* **TO DO**
For this exercise, please find the lines in the entries that include the word "instance" and copy them.

* **TASK DATA**
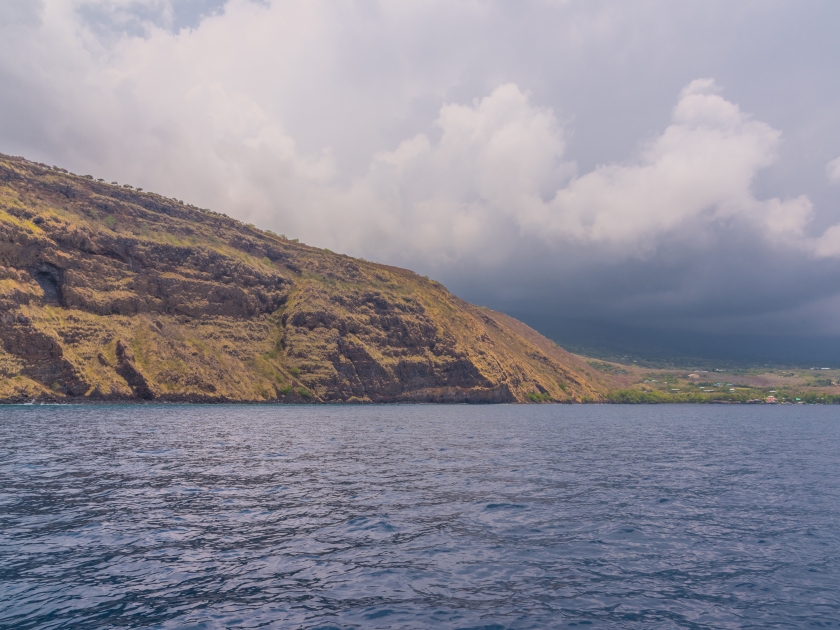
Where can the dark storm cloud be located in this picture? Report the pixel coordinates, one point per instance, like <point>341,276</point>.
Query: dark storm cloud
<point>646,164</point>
* * *
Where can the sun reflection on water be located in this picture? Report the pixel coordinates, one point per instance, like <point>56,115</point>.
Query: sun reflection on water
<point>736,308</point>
...
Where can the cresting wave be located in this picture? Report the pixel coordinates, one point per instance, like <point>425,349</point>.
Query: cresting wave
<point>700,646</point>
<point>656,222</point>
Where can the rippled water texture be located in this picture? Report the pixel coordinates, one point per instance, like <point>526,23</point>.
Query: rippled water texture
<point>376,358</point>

* **SOLUTION FOR THIS EXERCISE**
Where can the dark storm cloud be located in this picture? Report the pixel coordinates, one point per instance, like <point>341,276</point>.
Where can the sun reflection on water be located in this picture? Report the pixel coordinates, one point per instance, like <point>56,115</point>.
Where can the cresting wave be located in this picture? Report the pixel coordinates, one point per instance, like <point>425,349</point>.
Where can the rippled water texture be located in this picture? Report the pixel coordinates, one point per instance, like <point>526,23</point>.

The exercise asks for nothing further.